◆ Work to be completed: Rewrite the entries below as one numbered list with each line as an item, and skip the blank lines.

--------

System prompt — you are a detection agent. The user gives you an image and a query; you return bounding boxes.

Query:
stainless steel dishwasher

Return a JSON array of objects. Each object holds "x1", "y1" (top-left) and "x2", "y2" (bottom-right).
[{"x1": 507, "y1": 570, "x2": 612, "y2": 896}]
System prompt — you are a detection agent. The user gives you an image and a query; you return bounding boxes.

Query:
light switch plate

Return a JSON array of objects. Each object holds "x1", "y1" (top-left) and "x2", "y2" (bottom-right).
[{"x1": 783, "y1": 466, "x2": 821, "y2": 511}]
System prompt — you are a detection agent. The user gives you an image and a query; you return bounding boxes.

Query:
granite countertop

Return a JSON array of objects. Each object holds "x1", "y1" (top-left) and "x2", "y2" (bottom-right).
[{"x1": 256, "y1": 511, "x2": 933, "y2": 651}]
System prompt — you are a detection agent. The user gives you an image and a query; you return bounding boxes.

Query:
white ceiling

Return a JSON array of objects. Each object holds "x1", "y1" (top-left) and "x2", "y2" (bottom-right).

--------

◆ Answer to the exercise:
1. System prompt — you are a detection agent. The user gives you an image and a query; you return bounding boxes.
2. Query:
3. stainless steel dishwasher
4. Return a JSON array of objects. Each object holds "x1", "y1" (top-left) and "x2", "y2" (bottom-right).
5. [{"x1": 507, "y1": 570, "x2": 612, "y2": 896}]
6. System prompt — you are a detection agent. The user gives you an image and a query; you return bounding boxes.
7. Query:
8. light switch plate
9. Return a JSON array of objects. Each object holds "x1", "y1" (top-left) and "x2", "y2" (bottom-right).
10. [{"x1": 783, "y1": 466, "x2": 821, "y2": 511}]
11. System prompt — you are a detection agent. The user gives you an image and a query; you return bounding boxes.
12. Query:
13. granite countertop
14. Return a JSON array of objects. Each object holds "x1", "y1" (top-left) and "x2", "y2" (bottom-right).
15. [{"x1": 256, "y1": 511, "x2": 933, "y2": 651}]
16. System prompt — you are a detection agent. The user gives you an image and a query; you return bounding boxes.
17. Query:
18. white ceiling
19. Return a JSON array of objects. Each object holds "x1", "y1" (top-left) and "x2", "y2" (bottom-right).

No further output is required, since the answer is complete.